··· TEXT EXCERPT

On 2020-10-02 17:44, Claudio Imbrenda wrote:
The KVM unit tests are increasingly being used to test more than just
KVM. They are being used to test TCG, qemu I/O device emulation, other
hypervisors, and even actual hardware.
The existing memory allocators are becoming more and more inadequate to
the needs of the upcoming unit tests (but also some existing ones, see
below).
Some important features that are lacking:
* ability to perform a small physical page allocation with a big
alignment withtout wasting huge amounts of memory
* ability to allocate physical pages from specific pools/areaas (e.g.
below 16M, or 4G, etc)

······
··· EXTRACTED INFORMATION

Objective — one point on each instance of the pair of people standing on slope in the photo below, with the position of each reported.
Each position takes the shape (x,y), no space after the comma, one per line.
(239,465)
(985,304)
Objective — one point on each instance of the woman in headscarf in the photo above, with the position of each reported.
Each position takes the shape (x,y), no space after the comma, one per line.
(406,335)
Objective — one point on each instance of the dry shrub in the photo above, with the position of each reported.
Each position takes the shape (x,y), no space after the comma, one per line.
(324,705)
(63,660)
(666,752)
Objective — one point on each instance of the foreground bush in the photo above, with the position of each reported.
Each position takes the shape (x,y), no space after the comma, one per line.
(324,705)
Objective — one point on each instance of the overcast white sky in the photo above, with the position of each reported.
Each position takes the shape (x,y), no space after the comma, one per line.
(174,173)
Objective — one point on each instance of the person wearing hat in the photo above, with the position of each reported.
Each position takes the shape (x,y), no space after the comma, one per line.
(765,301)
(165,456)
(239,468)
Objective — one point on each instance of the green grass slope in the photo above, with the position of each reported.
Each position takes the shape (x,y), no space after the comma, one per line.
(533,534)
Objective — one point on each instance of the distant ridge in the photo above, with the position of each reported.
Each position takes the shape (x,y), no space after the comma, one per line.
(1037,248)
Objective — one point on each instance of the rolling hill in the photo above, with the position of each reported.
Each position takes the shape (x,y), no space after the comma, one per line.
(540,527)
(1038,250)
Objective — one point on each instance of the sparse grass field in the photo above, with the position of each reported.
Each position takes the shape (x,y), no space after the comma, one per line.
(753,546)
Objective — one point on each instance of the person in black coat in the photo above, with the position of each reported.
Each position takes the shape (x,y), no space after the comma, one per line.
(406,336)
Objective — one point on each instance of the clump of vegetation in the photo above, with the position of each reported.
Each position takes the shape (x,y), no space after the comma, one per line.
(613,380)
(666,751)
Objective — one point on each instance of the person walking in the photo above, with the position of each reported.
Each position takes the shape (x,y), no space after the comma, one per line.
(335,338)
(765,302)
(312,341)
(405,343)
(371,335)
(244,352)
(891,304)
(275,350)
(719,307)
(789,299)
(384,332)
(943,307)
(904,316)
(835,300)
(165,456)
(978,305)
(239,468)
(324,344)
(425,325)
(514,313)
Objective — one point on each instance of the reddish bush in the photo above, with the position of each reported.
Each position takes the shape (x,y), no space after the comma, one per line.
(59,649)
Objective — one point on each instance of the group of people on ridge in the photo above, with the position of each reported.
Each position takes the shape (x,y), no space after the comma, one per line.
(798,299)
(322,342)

······

**JOBS**
#1 List the things that the KVM unit tests email says the tests are now being used to test besides KVM.
#2 Pick up the KVM unit tests email after its last line and continue writing it.
The entries have no connection to the KVM unit tests email.

**OUTPUTS FOR THE TASKS**
#1 TCG, qemu I/O device emulation, other hypervisors, actual hardware

#2
* ability to reserve arbitrary pages (if free), removing them from the
free pool
Some other features that are nice, but not so fundamental:
* no need for the generic allocator to keep track of metadata
(i.e. allocation size), this is now handled by the lower level
allocators
* coalescing small blocks into bigger ones, to allow contiguous memory
freed in small blocks in a random order to be used for large
allocations again
This is achieved in the following ways:
For the virtual allocator:
* only the virtul allocator needs one extra page of metadata, but only
for allocations that wouldn't fit in one page
For the page allocator:
* page allocator has up to 6 memory pools, each pool has a metadata
area; the metadata has a byte for each page in the area, describing
the order of the block it belongs to, and whether it is free
* if there are no free blocks of the desired size, a bigger block is
split until we reach the required size; the unused parts of the block
are put back in the free lists
* if an allocation needs ablock with a larger alignment than its size, a
larger block of (at least) the required order is split; the unused parts
put back in the appropriate free lists
* if the allocation could not be satisfied, the next allowed area is
searched; the allocation fails only when all allowed areas have been
tried
* new functions to perform allocations from specific areas; the areas
are arch-dependent and should be set up by the arch code
* for now x86 has a memory area for "lowest" memory under 16MB, one for
"low" memory under 4GB and one for the rest, while s390x has one for under
2GB and one for the rest; suggestions for more fine grained areas or for
the other architectures are welcome
While doing a page allocator, the topology is not the only
characteristic we may need to specify.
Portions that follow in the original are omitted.